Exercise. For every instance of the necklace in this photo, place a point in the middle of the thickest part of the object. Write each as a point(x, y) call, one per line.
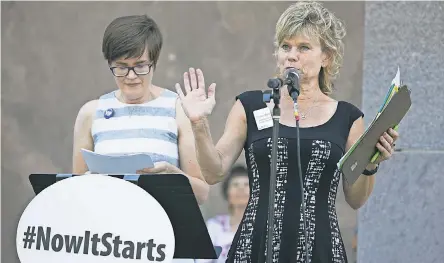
point(305, 115)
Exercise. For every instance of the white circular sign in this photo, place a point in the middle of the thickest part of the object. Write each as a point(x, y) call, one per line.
point(94, 218)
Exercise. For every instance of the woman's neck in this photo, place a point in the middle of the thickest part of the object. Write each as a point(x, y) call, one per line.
point(236, 215)
point(307, 92)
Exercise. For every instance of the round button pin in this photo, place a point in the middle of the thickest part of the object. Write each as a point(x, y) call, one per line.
point(108, 113)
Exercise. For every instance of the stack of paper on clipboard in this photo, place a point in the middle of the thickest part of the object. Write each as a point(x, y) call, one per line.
point(116, 163)
point(395, 106)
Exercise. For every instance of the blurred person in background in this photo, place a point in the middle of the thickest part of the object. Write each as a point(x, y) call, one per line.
point(138, 116)
point(308, 38)
point(236, 191)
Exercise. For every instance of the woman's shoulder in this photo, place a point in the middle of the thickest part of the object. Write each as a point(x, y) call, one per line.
point(219, 221)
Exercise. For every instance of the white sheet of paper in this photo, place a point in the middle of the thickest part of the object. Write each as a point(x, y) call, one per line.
point(116, 164)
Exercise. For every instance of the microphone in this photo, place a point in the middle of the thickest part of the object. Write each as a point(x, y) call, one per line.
point(291, 76)
point(275, 83)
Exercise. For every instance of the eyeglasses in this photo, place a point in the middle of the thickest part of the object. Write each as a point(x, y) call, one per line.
point(121, 71)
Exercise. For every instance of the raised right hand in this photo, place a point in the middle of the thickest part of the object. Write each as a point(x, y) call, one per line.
point(195, 102)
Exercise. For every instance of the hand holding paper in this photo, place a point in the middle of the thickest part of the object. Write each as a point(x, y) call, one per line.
point(385, 146)
point(116, 164)
point(160, 168)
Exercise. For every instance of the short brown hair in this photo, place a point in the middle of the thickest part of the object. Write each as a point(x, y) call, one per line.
point(129, 36)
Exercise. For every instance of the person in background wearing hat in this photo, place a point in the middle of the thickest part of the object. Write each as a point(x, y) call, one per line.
point(236, 191)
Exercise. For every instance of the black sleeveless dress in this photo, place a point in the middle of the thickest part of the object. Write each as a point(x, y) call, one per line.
point(321, 148)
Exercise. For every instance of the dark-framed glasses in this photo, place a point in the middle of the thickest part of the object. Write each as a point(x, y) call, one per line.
point(122, 71)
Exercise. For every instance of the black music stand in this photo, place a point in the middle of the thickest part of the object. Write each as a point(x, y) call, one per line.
point(174, 194)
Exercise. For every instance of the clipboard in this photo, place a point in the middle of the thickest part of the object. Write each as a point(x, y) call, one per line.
point(360, 155)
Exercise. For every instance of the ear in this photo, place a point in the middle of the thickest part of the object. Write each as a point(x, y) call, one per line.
point(325, 59)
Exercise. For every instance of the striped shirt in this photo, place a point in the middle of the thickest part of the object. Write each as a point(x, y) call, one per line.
point(149, 128)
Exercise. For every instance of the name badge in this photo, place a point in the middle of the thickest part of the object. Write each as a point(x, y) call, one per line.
point(263, 118)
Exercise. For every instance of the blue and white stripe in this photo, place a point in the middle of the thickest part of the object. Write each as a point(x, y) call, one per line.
point(145, 128)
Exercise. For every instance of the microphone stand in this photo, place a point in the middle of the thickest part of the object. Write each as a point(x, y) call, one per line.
point(276, 115)
point(276, 96)
point(294, 93)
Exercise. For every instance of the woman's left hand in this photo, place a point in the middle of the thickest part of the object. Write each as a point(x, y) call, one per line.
point(160, 168)
point(386, 145)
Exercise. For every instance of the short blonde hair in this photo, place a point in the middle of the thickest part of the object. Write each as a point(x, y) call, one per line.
point(314, 21)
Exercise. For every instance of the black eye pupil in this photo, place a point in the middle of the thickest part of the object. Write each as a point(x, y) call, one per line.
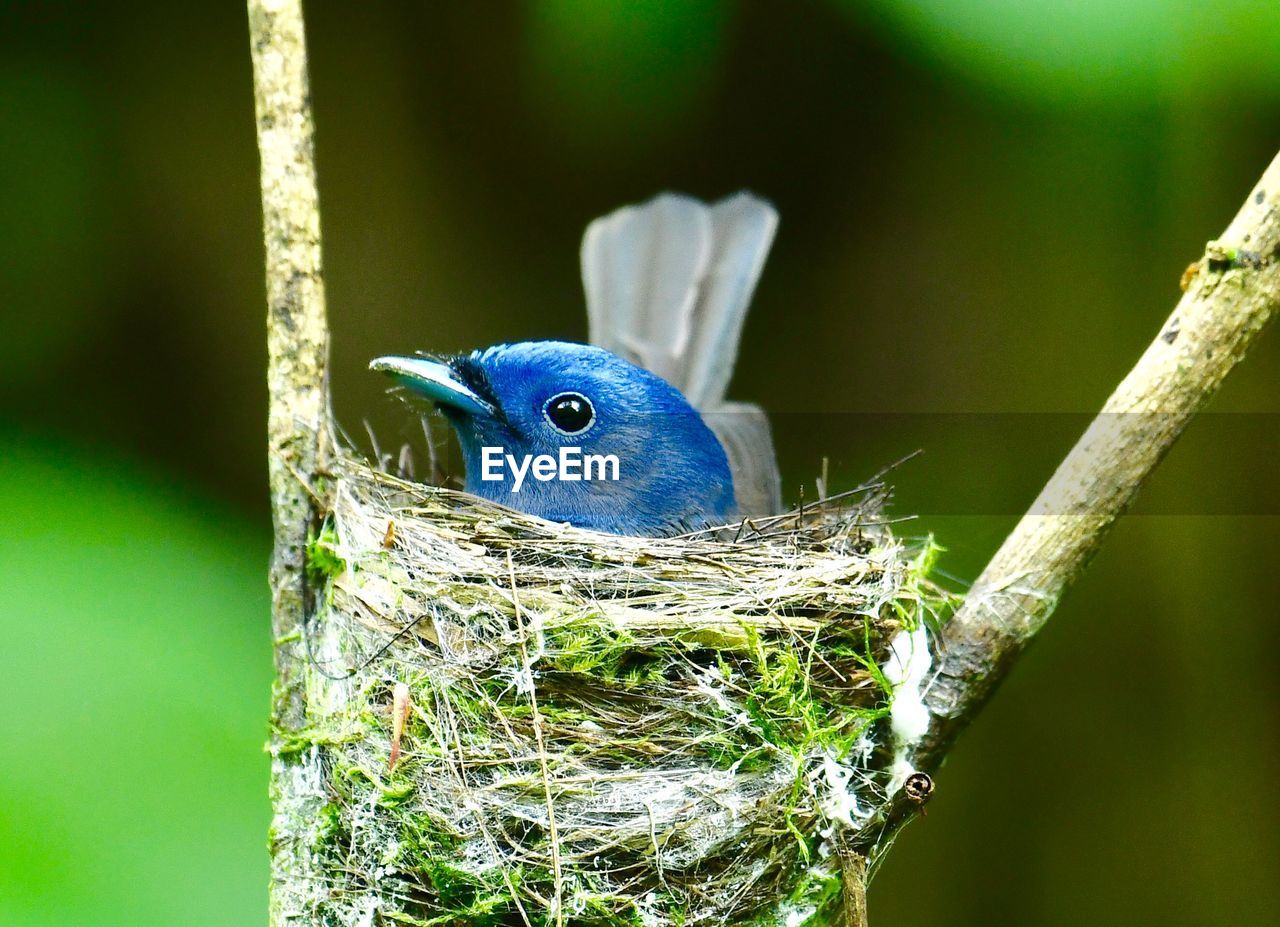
point(570, 412)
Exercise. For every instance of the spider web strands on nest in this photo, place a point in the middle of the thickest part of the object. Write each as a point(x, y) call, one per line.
point(604, 730)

» Given request: Convert every line of the entries above into a Markdown table with the columns Row and Line, numbering the rows and skipping blank lines. Leave the pictures out of the table.

» Exercise answer:
| Row | Line |
|---|---|
| 1 | Exercise. For every instance of the necklace in this photo, place a point in the middle of the thickest part of the object. Write each as a point(x, y) call, one per line. |
| 2 | point(305, 115) |
| 3 | Exercise. For every instance of the white circular sign in this photo, place a point in the middle of the thickest part of the object. Write each as a point(x, y) call, one per line. |
| 4 | point(94, 218) |
| 5 | Exercise. For every instance of the woman's neck in this photo, place a point in the middle of the thickest part of the object. Write each as a point(x, y) call, one per line. |
| 6 | point(236, 215) |
| 7 | point(307, 92) |
| 8 | Exercise. For every instance of the round button pin in this photo, place a point in the middle of the thickest part of the object. Write each as a point(x, y) call, one per line. |
| 9 | point(108, 113) |
| 10 | Exercise. For every instance of the stack of paper on clipboard in this photo, place a point in the middle of the thickest part of the object. Write each as a point(x, y) call, one per line. |
| 11 | point(116, 163) |
| 12 | point(395, 106) |
| 13 | Exercise. For every instance of the blurred person in background in this photo, place a point in the middle of the thickest part of the object. Write each as a point(x, y) call, one per line. |
| 14 | point(138, 116) |
| 15 | point(308, 38) |
| 16 | point(236, 191) |
| 17 | Exercise. For every instance of the woman's shoulder in this photo, place a point in the middle of the thickest part of the object. Write each as a point(x, y) call, one per line. |
| 18 | point(219, 221) |
| 19 | Exercise. For every instance of the white sheet of paper in this photo, place a point in the middle of the thickest part of the object. Write each as a point(x, y) call, one per line. |
| 20 | point(116, 164) |
| 21 | Exercise. For every instance of the microphone in this photo, place a point in the middle of the thickest part of the object. Write each as a point(x, y) call, one per line. |
| 22 | point(291, 76) |
| 23 | point(275, 83) |
| 24 | Exercise. For every instance of the eyeglasses in this photo, place a point in the middle of the thickest part of the object. Write each as a point(x, y) call, one per line. |
| 25 | point(121, 71) |
| 26 | Exercise. For every instance of the raised right hand in this photo, place a point in the middle of the thickest part of the object. Write each as a point(x, y) call, one per line. |
| 27 | point(195, 102) |
| 28 | Exercise. For every instance of the hand holding paper in this photo, place a point in the middle of the thickest part of the object. Write each as a point(x, y) call, one per line. |
| 29 | point(385, 146) |
| 30 | point(116, 164) |
| 31 | point(160, 168) |
| 32 | Exercise. For every instance of the short brown hair in this photo, place a point in the middle of the thickest part of the object. Write each as a point(x, y) call, one per line. |
| 33 | point(129, 36) |
| 34 | Exercise. For every instance of the person in background wearing hat in this photo, place a point in the middle of the thickest part of the object. Write each as a point(x, y) call, one per line. |
| 35 | point(236, 191) |
| 36 | Exercise. For every instance of the black sleeveless dress in this photo, place a point in the middle of the thickest part of the object. Write each as a point(x, y) call, one per line. |
| 37 | point(321, 148) |
| 38 | Exercise. For every instance of the dark-framed glasses in this photo, place a point in the middle of the thickest part of the object. Write each as a point(x, y) call, one per line. |
| 39 | point(122, 71) |
| 40 | Exercise. For every instance of the black music stand in this photo, place a point in the middle of the thickest part of the object. Write each as a point(x, y) call, one per line. |
| 41 | point(174, 194) |
| 42 | Exercise. For every instance of the clipboard in this photo, place a point in the middle of the thickest part of the object. Write each as a point(x, y) call, one per line. |
| 43 | point(360, 155) |
| 44 | Exercise. For every instance of the ear in this photo, place a point in the middle of the thickest part of the object. Write each as a point(x, y) call, one per line. |
| 45 | point(325, 59) |
| 46 | Exercise. For every instance of the striped shirt in this photo, place a point in the middle of the thickest part of the object. Write each as a point(x, y) call, one per line. |
| 47 | point(149, 128) |
| 48 | Exercise. For every instance of the name badge in this photo, place a point in the middle of the thickest part of the object. Write each as a point(x, y) call, one per line. |
| 49 | point(263, 118) |
| 50 | Exercise. For every instance of the blue and white stripe in this photo, place a point in the middle of the thickest part of the object. Write each as a point(x, y) call, one per line. |
| 51 | point(145, 128) |
| 52 | Exercise. For every instance of the microphone stand in this photo, place a point in the middle of the thickest part of the object. Write each as a point(x, y) call, one per line. |
| 53 | point(276, 115) |
| 54 | point(276, 96) |
| 55 | point(294, 93) |
| 56 | Exercise. For every instance of the woman's left hand in this photo, place a point in the middle of the thickest part of the object. Write each as a point(x, y) call, one per line. |
| 57 | point(160, 168) |
| 58 | point(386, 145) |
| 59 | Exercise. For every instance of the short blonde hair in this photo, place a point in the middle of the thickest part of the object. Write each as a point(x, y) call, one per line. |
| 60 | point(314, 21) |
| 61 | Exercise. For every instance of the black eye pupil in this photo, place a point in the middle of the thickest part of the object. Write each as a point(x, y) call, one per line. |
| 62 | point(570, 412) |
| 63 | Exercise. For every instance of the spider web strands on nest in this photo, place a point in the middle of the thickest part of the object. Write each as a point(x, y) call, one per line. |
| 64 | point(604, 730) |